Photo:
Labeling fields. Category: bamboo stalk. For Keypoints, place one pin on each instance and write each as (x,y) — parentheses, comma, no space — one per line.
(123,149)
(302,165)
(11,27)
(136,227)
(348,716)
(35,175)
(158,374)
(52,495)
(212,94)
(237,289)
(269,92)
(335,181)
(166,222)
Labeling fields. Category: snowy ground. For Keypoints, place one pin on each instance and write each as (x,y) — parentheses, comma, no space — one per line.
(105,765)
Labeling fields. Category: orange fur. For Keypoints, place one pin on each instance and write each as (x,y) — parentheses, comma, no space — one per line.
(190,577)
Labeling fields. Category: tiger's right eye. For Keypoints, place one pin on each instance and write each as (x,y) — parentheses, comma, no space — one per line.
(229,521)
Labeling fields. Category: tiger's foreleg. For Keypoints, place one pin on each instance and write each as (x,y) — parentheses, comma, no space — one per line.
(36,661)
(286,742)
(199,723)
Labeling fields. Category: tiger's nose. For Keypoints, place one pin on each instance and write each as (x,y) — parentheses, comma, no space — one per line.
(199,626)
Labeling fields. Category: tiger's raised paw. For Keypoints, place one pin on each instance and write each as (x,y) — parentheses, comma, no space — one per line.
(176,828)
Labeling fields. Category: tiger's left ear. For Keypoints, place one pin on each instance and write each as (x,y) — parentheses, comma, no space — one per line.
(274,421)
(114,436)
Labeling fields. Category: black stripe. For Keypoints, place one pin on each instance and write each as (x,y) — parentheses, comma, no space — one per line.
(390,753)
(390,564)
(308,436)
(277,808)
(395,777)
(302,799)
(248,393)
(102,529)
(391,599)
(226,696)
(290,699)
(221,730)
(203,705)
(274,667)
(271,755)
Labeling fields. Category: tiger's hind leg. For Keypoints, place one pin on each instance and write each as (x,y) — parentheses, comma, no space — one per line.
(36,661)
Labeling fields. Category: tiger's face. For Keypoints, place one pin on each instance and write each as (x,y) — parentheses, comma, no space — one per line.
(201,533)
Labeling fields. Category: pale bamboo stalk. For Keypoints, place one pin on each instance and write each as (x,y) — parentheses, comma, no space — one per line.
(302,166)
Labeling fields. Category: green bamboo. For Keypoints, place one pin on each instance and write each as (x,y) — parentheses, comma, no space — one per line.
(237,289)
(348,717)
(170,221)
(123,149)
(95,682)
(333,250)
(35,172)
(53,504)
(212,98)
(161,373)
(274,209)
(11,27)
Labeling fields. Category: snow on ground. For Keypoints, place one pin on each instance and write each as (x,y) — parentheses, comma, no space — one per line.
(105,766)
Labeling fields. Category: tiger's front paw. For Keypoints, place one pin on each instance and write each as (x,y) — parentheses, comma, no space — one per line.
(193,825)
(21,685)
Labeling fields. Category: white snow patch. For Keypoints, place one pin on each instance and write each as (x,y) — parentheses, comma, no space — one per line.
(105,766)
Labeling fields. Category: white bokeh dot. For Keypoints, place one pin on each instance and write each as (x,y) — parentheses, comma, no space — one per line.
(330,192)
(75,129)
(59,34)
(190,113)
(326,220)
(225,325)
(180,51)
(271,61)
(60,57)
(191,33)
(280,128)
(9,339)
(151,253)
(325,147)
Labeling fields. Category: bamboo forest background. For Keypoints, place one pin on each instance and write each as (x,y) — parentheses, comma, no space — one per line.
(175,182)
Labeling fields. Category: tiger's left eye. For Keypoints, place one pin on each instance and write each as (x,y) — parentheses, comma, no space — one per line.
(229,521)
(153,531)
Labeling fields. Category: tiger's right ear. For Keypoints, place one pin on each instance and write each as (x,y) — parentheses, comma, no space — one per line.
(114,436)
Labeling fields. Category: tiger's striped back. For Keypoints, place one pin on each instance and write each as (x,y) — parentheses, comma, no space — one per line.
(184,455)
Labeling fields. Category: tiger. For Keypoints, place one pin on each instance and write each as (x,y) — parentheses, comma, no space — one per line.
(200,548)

The task: Each line from the one containing "Labeling fields. Category: bamboo forest" through the end of the material should be restated word for word; leave out every line before it.

Solution:
Labeling fields. Category: bamboo forest background. For Keypoints, place one pin on each instance and write each as (x,y) — parentheses, comma, no space — one per line.
(175,182)
Labeling fields. Category: tiger's left eye. For Keypoints, place one pin on each instance and write each as (x,y) — parentheses, comma, no space — one per line.
(229,521)
(153,531)
Labeling fields. Category: tiger's right ear. For Keypoints, place one pin on each instance and write each as (x,y) — parentheses, comma, no space — one per line.
(114,436)
Labeling fields. Category: tiger's striped back. For Keypoints, place one pin on each instance and write each as (x,y) — parentheses, comma, no space — one per line.
(184,455)
Labeling fields. Category: tiger. For Keypoints, place one pin on each instance and write each as (x,y) — parentheses, comma, no space — one per line.
(200,548)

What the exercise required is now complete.